Your task is to repeat the records exactly from the line containing "Query: blue hydration tube" onward, through the final line.
(Extracted records)
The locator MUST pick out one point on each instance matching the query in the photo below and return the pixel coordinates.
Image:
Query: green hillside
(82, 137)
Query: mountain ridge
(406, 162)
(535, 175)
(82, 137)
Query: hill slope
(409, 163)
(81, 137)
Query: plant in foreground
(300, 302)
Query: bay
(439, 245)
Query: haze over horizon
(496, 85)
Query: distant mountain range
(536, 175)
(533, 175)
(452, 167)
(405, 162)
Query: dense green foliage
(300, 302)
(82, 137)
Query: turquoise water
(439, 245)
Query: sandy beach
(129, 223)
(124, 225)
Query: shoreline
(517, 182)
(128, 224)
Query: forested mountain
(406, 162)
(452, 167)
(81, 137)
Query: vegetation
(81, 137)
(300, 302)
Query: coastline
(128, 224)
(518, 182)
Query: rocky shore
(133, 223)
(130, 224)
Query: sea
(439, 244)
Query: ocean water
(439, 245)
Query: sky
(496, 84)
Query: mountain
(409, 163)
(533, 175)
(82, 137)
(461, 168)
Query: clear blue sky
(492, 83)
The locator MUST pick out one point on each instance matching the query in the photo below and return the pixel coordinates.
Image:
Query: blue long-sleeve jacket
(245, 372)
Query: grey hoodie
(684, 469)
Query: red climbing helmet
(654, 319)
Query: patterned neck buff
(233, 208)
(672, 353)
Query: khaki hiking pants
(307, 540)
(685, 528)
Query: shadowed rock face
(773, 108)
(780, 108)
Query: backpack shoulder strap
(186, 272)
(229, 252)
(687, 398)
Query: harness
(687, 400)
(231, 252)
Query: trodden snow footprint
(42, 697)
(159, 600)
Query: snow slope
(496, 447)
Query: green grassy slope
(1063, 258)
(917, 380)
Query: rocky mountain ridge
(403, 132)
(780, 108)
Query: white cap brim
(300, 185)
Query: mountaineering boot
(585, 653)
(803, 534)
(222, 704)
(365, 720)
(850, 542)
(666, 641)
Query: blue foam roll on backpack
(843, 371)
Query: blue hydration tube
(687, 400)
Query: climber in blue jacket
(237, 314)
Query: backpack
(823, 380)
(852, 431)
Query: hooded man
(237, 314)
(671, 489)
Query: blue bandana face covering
(End Extracted records)
**Response to the exercise:**
Query: blue hydration tube
(687, 400)
Query: climber in blue jacket
(237, 314)
Query: backpack
(823, 380)
(852, 431)
Query: hooded man
(237, 314)
(671, 489)
Query: blue bandana face covering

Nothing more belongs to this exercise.